Please rewrite the records with "grass" swapped for "lawn" everywhere, changing nothing else, and omit the pictures.

Exercise inputs:
+ + +

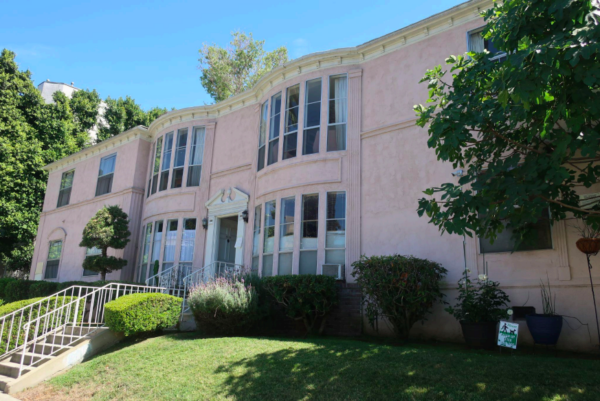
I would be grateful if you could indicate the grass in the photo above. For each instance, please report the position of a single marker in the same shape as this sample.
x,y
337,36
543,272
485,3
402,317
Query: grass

+ + +

Exercise response:
I would be grateful if you could indicate the lawn in the photo above. For each instance, please report the position of a single marker in the same shape as this sample.
x,y
337,36
543,272
485,3
402,317
Query: lawn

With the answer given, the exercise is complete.